(Location annotation dataset excerpts)
========

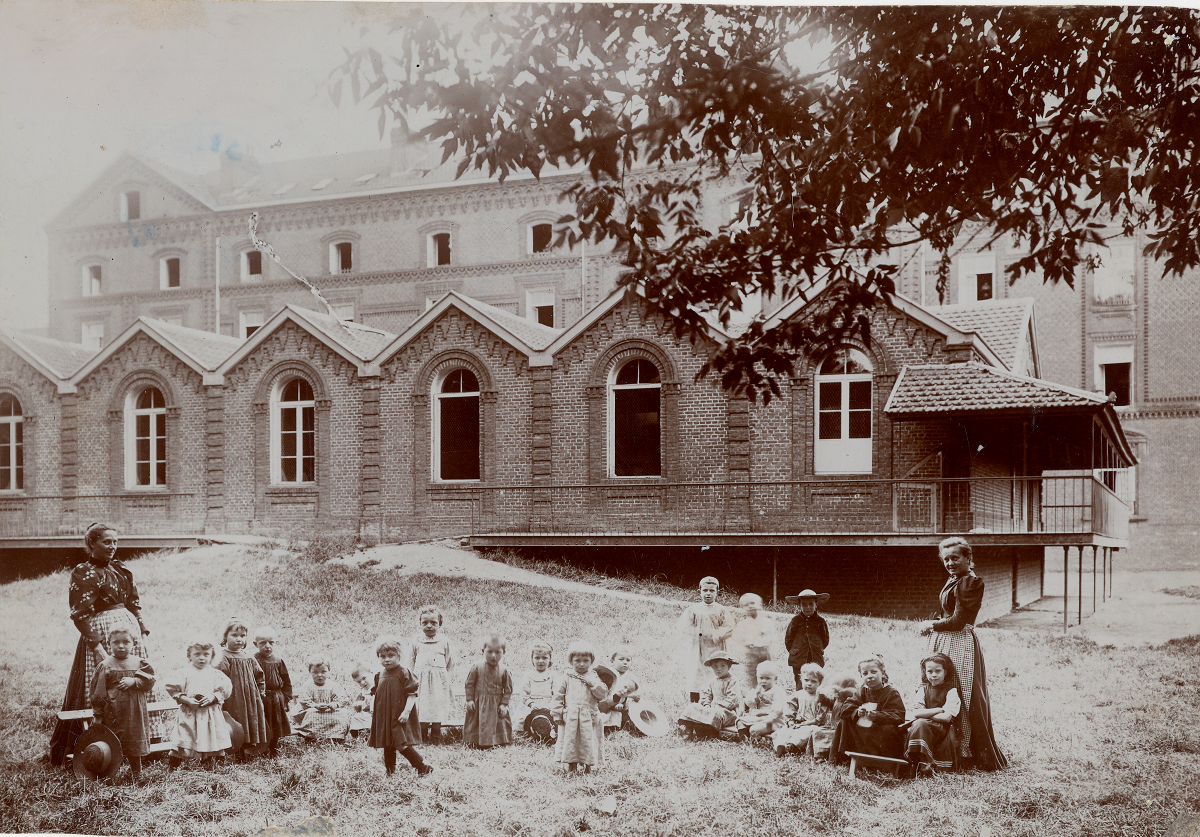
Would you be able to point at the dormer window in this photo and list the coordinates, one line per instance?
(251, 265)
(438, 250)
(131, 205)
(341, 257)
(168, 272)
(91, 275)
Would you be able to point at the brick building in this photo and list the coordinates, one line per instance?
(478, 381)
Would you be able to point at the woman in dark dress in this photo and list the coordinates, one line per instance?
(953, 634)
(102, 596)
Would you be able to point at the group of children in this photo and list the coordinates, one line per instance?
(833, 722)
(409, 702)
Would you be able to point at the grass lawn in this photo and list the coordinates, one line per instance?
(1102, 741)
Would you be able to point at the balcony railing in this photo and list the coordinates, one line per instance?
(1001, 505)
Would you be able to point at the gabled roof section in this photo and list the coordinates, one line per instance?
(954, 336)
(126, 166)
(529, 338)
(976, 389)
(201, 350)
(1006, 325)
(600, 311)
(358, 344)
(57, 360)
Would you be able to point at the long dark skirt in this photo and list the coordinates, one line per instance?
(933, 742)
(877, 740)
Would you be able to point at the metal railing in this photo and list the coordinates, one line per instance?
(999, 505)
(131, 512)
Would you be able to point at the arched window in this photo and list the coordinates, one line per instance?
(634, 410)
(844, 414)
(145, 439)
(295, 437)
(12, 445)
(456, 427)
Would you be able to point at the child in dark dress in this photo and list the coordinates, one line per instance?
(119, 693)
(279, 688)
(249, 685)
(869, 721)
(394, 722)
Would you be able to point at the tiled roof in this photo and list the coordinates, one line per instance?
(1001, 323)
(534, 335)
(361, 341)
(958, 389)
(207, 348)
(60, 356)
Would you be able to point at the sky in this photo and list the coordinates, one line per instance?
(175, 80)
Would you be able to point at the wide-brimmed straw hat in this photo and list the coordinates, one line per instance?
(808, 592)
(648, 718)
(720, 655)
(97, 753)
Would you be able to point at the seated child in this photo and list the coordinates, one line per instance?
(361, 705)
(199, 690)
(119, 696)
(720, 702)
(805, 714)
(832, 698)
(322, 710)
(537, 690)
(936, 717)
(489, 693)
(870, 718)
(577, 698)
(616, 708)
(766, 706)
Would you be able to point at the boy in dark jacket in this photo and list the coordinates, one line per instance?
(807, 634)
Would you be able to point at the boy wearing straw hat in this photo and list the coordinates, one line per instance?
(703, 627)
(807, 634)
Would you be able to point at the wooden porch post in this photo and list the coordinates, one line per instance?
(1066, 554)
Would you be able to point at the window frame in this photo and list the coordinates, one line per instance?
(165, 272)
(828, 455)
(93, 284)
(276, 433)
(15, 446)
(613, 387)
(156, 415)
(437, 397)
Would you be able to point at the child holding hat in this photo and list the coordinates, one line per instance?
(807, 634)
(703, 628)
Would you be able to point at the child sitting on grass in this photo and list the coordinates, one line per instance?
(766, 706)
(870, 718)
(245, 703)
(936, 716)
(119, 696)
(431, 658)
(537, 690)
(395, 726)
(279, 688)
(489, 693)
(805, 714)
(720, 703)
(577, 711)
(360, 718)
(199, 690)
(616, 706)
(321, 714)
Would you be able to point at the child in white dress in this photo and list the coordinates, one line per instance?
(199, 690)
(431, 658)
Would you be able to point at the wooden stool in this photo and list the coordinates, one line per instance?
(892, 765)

========

> _Aim_
Render the entire listing above as a two-column CSV with the headers "request" and "answer" and one row per request. Put the request text and its answer each in a single quoted field, change line breaks to spaces, and leave out the pictures.

> _Correct output_
request,answer
"Would you be able to point at the dormer window in this photo and list the coordinates, one line per instance?","(251, 265) (438, 250) (131, 205) (341, 257) (168, 272) (91, 275)"
"Would you be able to point at the brick building in this photo and list the coordinates, one line per instance?","(478, 381)"
"Would you be able to point at the woman in dark dress in this photo and list the coordinates, one line per instance?","(953, 634) (102, 596)"
"Would you be able to point at the group of children in this photo and list the coordinates, one line per instance?","(833, 722) (409, 702)"
"Would you be able to point at the grass lawn in this photo and list the coordinates, one line per instance?","(1102, 741)"
"Would you be able to point at the balcony railing in this photo and list the coordinates, one line per instance?","(1001, 505)"
"Would you be able to point at the gabled roof section in this photo and list the coordinates, one line per instance?","(954, 336) (126, 166) (529, 338) (976, 389) (201, 350) (1006, 325) (600, 311) (358, 344) (57, 360)"
"Would you be able to point at the long dark skirt in this photo and list the coordinates, one line per instance?","(933, 742) (877, 740)"
"Would you be able to point at the metal railing in this photo and list the coordinates, one line per instance?","(999, 505) (131, 512)"
"Would you be able to point at the arched window in this photo and list the coordinates, one line per instance?","(634, 410) (844, 414) (145, 439) (295, 437) (12, 445) (456, 427)"
"Would you be able to point at the child in dark dress in this photo and list the coordinates, one line per instance?","(119, 693) (279, 688) (249, 685) (869, 721) (394, 722)"
"Would you be able to point at the tiled roof in this photo and list the coordinates, one line per instance?","(1001, 323) (534, 335) (361, 341) (958, 389) (207, 348) (60, 356)"
"Would you be able to point at the sky in this photo and list the coordinates, one line per instance?","(175, 80)"
"Would you be able to point at the wide-brimmed straw hat in this photo and list the coordinates, one line per instance?","(808, 592) (648, 718) (720, 655) (97, 753)"
"Would you be able to point at the seated child in this photo and list the coordinates, one line per instance?","(361, 705) (199, 690) (119, 696) (720, 702) (805, 714) (832, 698) (322, 710) (537, 690) (936, 717) (489, 693) (870, 718) (577, 698) (616, 708) (766, 706)"
"Would you be able to point at the boy in dark jacket in this photo and list the coordinates, one line per instance?","(807, 634)"
"Would you be able to point at the boy wearing straw hat in this photo and list the coordinates, one line per instance?","(703, 627) (807, 634)"
"Would you be able to point at the wooden porch post in this photo and list the coordinates, one line per instance?","(1066, 554)"
"Would you be able to point at the window frame in this photo and list the coordinates, one line per instance?","(165, 272) (828, 455) (93, 284) (276, 433) (15, 446) (613, 387) (156, 415) (437, 397)"
"Would you be able to point at the child holding hat in this photo and list the coordinates, one line per instance?","(807, 634) (703, 628)"
"Would you be able to point at the child sitting on grass in this photo and list the coordinates, one line per instance?","(766, 706) (870, 718) (245, 703) (936, 716) (119, 696) (431, 658) (537, 690) (395, 726) (279, 688) (489, 693) (805, 714) (720, 703) (577, 711) (360, 718) (199, 690) (616, 706) (321, 714)"
"Would you be able to point at the child in white dress in this photo and list the coordinates, one line per instance?","(199, 690) (431, 658)"
"Would you be able to point at the wooden stool in this photo and list the coordinates, one line per instance?","(892, 765)"